■ Given exercise ■
Without the images, write out the whole listing exactly.

■ Data for processing ■
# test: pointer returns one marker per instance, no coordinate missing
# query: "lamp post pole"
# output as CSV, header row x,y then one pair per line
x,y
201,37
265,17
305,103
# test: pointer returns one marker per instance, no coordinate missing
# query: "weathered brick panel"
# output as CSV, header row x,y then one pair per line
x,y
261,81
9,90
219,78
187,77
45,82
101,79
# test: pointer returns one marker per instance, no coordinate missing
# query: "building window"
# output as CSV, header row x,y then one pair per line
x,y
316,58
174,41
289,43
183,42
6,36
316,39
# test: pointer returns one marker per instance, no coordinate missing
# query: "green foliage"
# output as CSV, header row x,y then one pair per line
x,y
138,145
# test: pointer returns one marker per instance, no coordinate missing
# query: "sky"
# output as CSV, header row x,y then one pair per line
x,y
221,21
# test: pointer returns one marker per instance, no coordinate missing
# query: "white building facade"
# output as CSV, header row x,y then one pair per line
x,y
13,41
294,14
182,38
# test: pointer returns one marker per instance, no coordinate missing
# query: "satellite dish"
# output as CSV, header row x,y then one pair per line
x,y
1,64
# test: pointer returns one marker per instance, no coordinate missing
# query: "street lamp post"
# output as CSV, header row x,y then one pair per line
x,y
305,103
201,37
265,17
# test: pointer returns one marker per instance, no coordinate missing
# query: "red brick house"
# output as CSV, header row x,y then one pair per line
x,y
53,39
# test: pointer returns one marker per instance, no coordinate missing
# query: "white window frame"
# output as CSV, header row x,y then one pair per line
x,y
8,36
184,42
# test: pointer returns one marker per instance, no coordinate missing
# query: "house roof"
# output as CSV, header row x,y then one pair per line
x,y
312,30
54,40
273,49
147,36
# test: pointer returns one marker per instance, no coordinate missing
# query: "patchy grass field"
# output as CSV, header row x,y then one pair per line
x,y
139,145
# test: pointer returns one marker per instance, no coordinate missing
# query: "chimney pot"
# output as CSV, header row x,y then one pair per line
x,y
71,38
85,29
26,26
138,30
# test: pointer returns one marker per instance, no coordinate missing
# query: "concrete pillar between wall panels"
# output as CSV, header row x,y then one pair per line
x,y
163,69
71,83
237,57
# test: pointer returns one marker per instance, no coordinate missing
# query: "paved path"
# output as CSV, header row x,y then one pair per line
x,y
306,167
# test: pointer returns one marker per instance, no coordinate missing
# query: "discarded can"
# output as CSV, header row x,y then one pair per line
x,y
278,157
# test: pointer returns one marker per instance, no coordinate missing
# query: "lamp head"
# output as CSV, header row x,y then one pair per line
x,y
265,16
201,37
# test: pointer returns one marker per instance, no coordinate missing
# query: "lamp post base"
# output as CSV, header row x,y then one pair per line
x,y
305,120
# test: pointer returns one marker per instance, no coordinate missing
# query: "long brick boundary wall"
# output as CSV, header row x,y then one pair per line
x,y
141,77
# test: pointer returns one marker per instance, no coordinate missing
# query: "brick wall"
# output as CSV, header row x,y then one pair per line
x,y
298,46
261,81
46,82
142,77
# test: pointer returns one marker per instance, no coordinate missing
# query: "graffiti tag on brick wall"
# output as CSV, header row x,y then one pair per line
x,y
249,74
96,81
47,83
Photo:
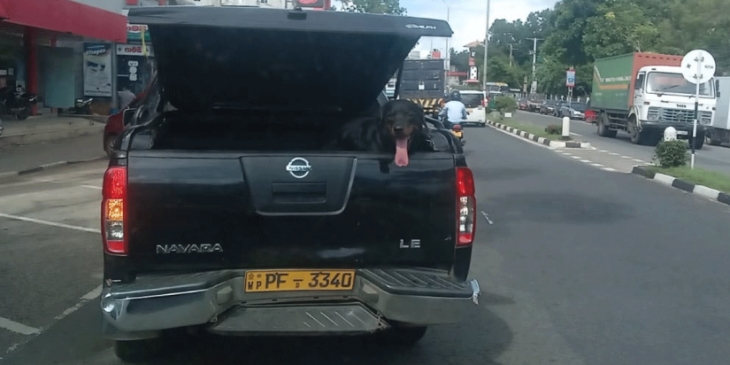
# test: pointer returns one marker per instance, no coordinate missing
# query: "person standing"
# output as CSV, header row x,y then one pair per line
x,y
125,97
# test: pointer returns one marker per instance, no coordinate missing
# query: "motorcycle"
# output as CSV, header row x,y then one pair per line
x,y
81,106
16,102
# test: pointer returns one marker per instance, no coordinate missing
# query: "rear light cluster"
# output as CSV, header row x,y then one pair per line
x,y
466,206
114,211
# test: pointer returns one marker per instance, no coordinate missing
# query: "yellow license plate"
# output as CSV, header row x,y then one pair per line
x,y
298,280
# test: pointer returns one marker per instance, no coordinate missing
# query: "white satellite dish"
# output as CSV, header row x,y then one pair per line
x,y
698,66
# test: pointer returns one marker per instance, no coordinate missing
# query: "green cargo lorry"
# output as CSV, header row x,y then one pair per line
x,y
644,93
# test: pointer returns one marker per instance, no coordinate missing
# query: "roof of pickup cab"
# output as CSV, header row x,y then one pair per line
x,y
280,19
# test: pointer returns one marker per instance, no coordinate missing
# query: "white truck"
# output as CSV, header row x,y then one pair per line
x,y
644,93
719,132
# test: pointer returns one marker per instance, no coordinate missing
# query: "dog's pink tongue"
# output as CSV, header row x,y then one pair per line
x,y
401,152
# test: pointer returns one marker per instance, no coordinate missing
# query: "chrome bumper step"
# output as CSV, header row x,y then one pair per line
x,y
343,319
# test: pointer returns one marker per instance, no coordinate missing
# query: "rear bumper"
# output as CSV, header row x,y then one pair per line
x,y
217,301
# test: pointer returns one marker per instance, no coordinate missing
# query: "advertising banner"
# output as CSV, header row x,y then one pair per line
x,y
98,69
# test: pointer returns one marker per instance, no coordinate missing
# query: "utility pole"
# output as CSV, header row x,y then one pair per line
x,y
448,50
533,87
510,55
486,48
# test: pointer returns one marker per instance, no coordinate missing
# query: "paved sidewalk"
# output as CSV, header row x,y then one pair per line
x,y
23,157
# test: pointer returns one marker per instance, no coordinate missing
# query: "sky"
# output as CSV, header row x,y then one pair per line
x,y
468,17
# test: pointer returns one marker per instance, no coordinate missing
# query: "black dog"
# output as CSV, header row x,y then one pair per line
x,y
401,130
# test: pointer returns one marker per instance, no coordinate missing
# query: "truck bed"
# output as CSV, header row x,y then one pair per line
x,y
221,197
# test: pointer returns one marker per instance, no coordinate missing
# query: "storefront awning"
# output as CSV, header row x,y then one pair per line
x,y
66,16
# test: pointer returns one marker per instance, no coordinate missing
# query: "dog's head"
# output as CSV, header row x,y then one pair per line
x,y
402,119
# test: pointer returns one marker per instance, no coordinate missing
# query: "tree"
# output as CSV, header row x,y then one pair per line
x,y
374,6
620,27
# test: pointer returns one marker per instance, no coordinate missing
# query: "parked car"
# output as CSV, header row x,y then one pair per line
x,y
573,110
548,107
222,212
475,107
522,104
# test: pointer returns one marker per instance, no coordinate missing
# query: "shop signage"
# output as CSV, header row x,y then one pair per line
x,y
133,50
313,4
134,32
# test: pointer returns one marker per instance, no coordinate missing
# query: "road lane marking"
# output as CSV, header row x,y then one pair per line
x,y
48,223
93,294
16,327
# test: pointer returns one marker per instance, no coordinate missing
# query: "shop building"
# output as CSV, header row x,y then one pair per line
x,y
42,45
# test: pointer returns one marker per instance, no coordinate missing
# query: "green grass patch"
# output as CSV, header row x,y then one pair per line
x,y
530,128
711,179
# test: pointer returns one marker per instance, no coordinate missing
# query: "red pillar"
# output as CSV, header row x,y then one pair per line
x,y
31,62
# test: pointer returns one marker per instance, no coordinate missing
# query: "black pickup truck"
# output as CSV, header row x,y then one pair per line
x,y
223,213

■ Solved problem ■
# test: pointer returns one marker per instance, no coordinate missing
# query: "lamp post pole"
# output as CSV, header row x,y then one pair per line
x,y
201,37
265,17
305,103
# test: pointer returns one marker per instance, no coordinate missing
# query: "weathered brick panel"
# output as CSV, header row x,y then one pair per line
x,y
261,81
9,90
219,78
187,77
45,82
101,79
# test: pointer returns one marker per instance, no coordinate missing
# query: "building window"
# output as CSV, header row x,y then one pair per line
x,y
316,58
174,41
289,43
183,42
6,36
316,39
# test: pointer returns one marker per instance, no coordinate missing
# query: "green foliage"
# output as CSV, header row x,y then one pair per line
x,y
138,145
# test: pointer returns one marker per instance, no coordinate missing
# query: "sky"
# output as CSV, header row x,y then one pair per line
x,y
221,21
# test: pointer returns one marker per instance, no coordinate missing
# query: "white building facade"
# output as CSV, header row x,y then one pair per line
x,y
13,41
294,14
182,38
# test: pointer returns one marker per instance, no coordinate missing
# query: "satellite dish"
# output as CSV, header row x,y then one pair per line
x,y
1,64
# test: pointer returns one marker per instance, no coordinate missing
# query: "street lamp post"
# output as CSV, header row x,y then one pair per line
x,y
305,103
201,37
265,17
# test: pointer returns one marker per instance, no coordinate missing
# query: "red brick house"
# output as CSV, header row x,y then one pair per line
x,y
53,39
# test: pointer returns one marker per instance, no coordinate missing
# query: "white window frame"
# output as CSV, header row x,y then one pair per line
x,y
8,36
184,42
# test: pointer returns one marker per instance, no coordinate missing
# query: "house roof"
# output as CSV, header row x,y then one pair per line
x,y
312,30
54,40
273,49
147,36
# test: pointer returns one marker per instance, no coordinate missing
# query: "patchy grass field"
# output as CSV, header row x,y then one pair per line
x,y
139,145
# test: pointer returns one marker per instance, no coordinate missing
# query: "chimney pot"
# output as CSV, header row x,y then one pair per line
x,y
71,38
85,29
26,26
138,30
# test: pointer returns one marker per instance, no coordinate missing
# query: "concrete pillar between wall panels"
# output as CSV, header row x,y then one pair per line
x,y
163,69
71,83
237,57
# test: pointer returns one marker per instance, no coordinate missing
# query: "paved path"
# output as CSV, header row x,y then one pair per line
x,y
306,167
# test: pointer returns one marker per instance, no coordinate missing
# query: "discarded can"
# output as CSV, header row x,y then one pair per line
x,y
278,157
# test: pointer returns one marker per instance, no coordinate missing
# query: "lamp head"
# output as CSV, header row x,y then one pair per line
x,y
265,16
201,37
# test: pointer returns one marker per instance, no coordinate missing
# query: "lamp post base"
# output as CSV, header row x,y then one pair per line
x,y
305,120
# test: pointer returns one marker per instance, no coordinate missing
# query: "long brick boundary wall"
# output as CSV, header row x,y then one pair per line
x,y
141,77
# test: pointer returns one marker per instance, no coordinate missing
# query: "brick wall"
# output as CSV, header row x,y then one pair per line
x,y
298,46
261,81
46,82
142,77
# test: pointer returns one marker per instance, no coordinate missing
# query: "graffiti tag on brick wall"
# output as CSV, header row x,y then one pair per line
x,y
249,74
96,81
47,83
Photo:
# test: pointer returns one marker per instance, no coordinate missing
# query: "person standing"
# output as CSV, header row x,y then one pair per line
x,y
125,97
# test: pointer returns one marker per instance, no coordinate missing
# query: "motorcycle"
# output as CSV, header row x,y then one pair per line
x,y
81,106
16,102
# test: pointer returns one marker per instance, no coordinate missing
# query: "rear light cluster"
# output as CSV, header row x,y then one pair per line
x,y
466,206
114,211
# test: pointer returns one marker per instance, no coordinate missing
# query: "yellow license plate"
# output as CSV, header row x,y then one pair per line
x,y
298,280
# test: pointer returns one marker per instance, no coordinate missing
# query: "white satellite dish"
# output as CSV, header row x,y then one pair per line
x,y
698,66
# test: pointer returns one marker per instance, no coordinate missing
# query: "green cargo lorry"
# output as CSV, header row x,y then one pair per line
x,y
644,93
# test: pointer returns one marker per instance, no coordinate missing
# query: "roof of pickup cab"
# output as CSV, header row x,y then one pair per line
x,y
280,19
# test: pointer returns one marker per instance, no coordinate missing
# query: "white truck"
# output as CSV, header row x,y then one pair per line
x,y
644,93
719,132
# test: pointer returns one marker per instance, no coordinate missing
# query: "dog's pink tongue"
# output as CSV, header row x,y then one pair per line
x,y
401,152
# test: pointer returns one marker per instance, no coordinate missing
# query: "chrome bumper step"
# output as CSV, header row x,y then one pair per line
x,y
343,319
# test: pointer returns one marker per instance, no coordinate missing
# query: "rear bumper"
# output as CSV, header row x,y then one pair per line
x,y
217,301
# test: pointer returns one marker per instance, no coordinate missing
# query: "advertising banner"
# output as CSV, header row x,y then one pair per line
x,y
98,69
# test: pointer returns one marker per instance, no coordinate missing
# query: "utility pole"
# output as CSV, header row x,y then one pair per line
x,y
448,50
533,87
510,55
486,48
# test: pointer returns one marker per instance, no coordinate missing
# query: "paved sidewalk"
# output as CSV, header row x,y then one pair per line
x,y
23,157
# test: pointer returns one marker per instance, no coordinate missing
# query: "sky"
# output as CSV, header row x,y then one pair per line
x,y
468,17
# test: pointer returns one marker per instance, no coordinate missing
# query: "black dog"
# output as CSV, header row x,y then one pair per line
x,y
401,130
# test: pointer returns one marker per instance, no coordinate missing
# query: "truck bed"
# output as CSV, header row x,y then one pair per line
x,y
221,197
# test: pointer returns one marker per instance, no coordinate missing
# query: "storefront awning"
# output as CSV, header row x,y then one pair per line
x,y
66,16
# test: pointer returns one marker per instance, no coordinate missing
# query: "dog's head"
# output as CSV, header row x,y then one pair per line
x,y
402,119
# test: pointer returns one marker per instance, no coordinate missing
# query: "tree"
# output as CSV, header row x,y then one pair per line
x,y
374,6
620,27
# test: pointer returns one marker per instance, no coordinate missing
# query: "parked car"
# output as CSV, header row x,y then one pair per line
x,y
573,110
548,107
222,212
475,107
522,104
# test: pointer returns one marker per instance, no coordinate missing
# query: "shop signage"
# output as CSV, header row x,y then one pair per line
x,y
133,50
313,4
134,32
# test: pointer returns one marker per instance, no coordinate missing
# query: "road lane marking"
# output as CSV, header row x,y then one pair per line
x,y
48,223
93,294
16,327
# test: pointer returns one marker per instance, no coordinate missing
# query: "shop building"
# output as CSV, header row x,y then one pair per line
x,y
42,45
# test: pointer returns one marker per instance, no coordinate missing
# query: "green grass patch"
# output as CSV, header row x,y then one pair per line
x,y
530,128
711,179
# test: pointer returns one marker per instance, no coordinate missing
# query: "red pillar"
# output as CSV, header row x,y then one pair per line
x,y
31,62
# test: pointer returns one marker per instance, no coordinate missing
# query: "black pickup truck"
# output as CSV, header row x,y then one pair per line
x,y
223,213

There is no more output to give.